* SOURCE EXTRACT
>>>>>

Five-Year Limitations Period to Sue Dissolved Corporation Applies to Piercing Corporate Veil Suit – IL Court


Peetom v. Swanson, 334 Ill.App.3d 523 (2nd. Dist. 2002) provides a dated yet instructive recitation of the statute of limitations standards that govern corporate veil piercing actions in Illinois.

The case’s relevant chronology includes: (1) Plaintiff filed a negligence action in 1995 against a corporate defendant for injuries plaintiff suffered in 1993, (2) In May 1997 – the corporate defendant was defaulted; (3) In June 1998, the corporate defendant was involuntarily dissolved by the Illinois Secretary of State for failure to file a report and pay its taxes, (4) In November 1998, a $1M money judgment entered against corporate defendant; and (5) in 2000, plaintiff filed suit against corporate shareholders under a veil piercing theory to enforce the 1998 default judgment.

The trial court dismissed the suit as untimely under the two-year limitations period for personal injury actions and the plaintiff appealed.

Held: Reversed.

Q: Why?

A: The case involves the interplay between three limitations periods in the Code of Civil Procedure.  Section 13-202 sets forth a two-year limitations period for personal injury claims, Section 12.80 of the Business Corporation Act requires a claim against a dissolved corporation (or its shareholders and directors) to be brought within five years after dissolution, and Code Section 12-108 provides for a seven-year period to enforce a judgment.  735 ILCS 5/13-202, 815 ILCS 5/12.80, 735 ILCS 5/12-108.

Since piercing the corporate veil is an equitable remedy and not a cause of action, the limitations period applicable to a piercing claim is governed by the nature of the underlying cause of action.  The question is “which underlying action?”  The 1995 negligence suit or the 2000 action to enforce the money judgment against the corporate shareholders?

The court rejected the shareholder defendants’ argument that the 1995 case was the underlying claim and that the two-year period for personal injury suits applied.  The court found that plaintiff’s 2000 piercing action, which sought to affix liability to the shareholder defendants for the $1M money judgment against the corporation, was the underlying claim for purposes of applying the statute of limitations.  The court found that in the 2000 case, Plaintiff was not alleging negligence against the shareholders but was instead trying to enforce the 1998 judgment assessed against the dissolved corporation.  As a result, Plaintiff would normally have seven years – through November 2005 – to sue on the money judgment.

<<<<<

* WRITTEN PROBLEM 1
Which statutory citations does the Peetom v. Swanson summary give? List each one.

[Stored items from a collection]
>>>>>

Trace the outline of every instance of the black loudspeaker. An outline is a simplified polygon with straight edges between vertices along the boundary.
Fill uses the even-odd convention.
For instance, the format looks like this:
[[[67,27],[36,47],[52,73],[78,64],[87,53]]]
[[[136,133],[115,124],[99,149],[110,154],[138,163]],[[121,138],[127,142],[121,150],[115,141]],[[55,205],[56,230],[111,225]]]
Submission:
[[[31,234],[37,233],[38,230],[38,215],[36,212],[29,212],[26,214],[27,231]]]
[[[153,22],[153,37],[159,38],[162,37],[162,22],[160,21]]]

<<<<<

* WRITTEN PROBLEM 2
Reproduce every line of the records, including the requests. Offset each coordinate in the answers by -78, but leave the numbers in the requests and format samples unchanged.

* FULL ANSWER 1
735 ILCS 5/13-202
815 ILCS 5/12.80
735 ILCS 5/12-108

* FULL ANSWER 2
Trace the outline of every instance of the black loudspeaker. An outline is a simplified polygon with straight edges between vertices along the boundary.
Fill uses the even-odd convention.
For instance, the format looks like this:
[[[67,27],[36,47],[52,73],[78,64],[87,53]]]
[[[136,133],[115,124],[99,149],[110,154],[138,163]],[[121,138],[127,142],[121,150],[115,141]],[[55,205],[56,230],[111,225]]]
Submission:
[[[-47,156],[-41,155],[-40,152],[-40,137],[-42,134],[-49,134],[-52,136],[-51,153]]]
[[[75,-56],[75,-41],[81,-40],[84,-41],[84,-56],[82,-57]]]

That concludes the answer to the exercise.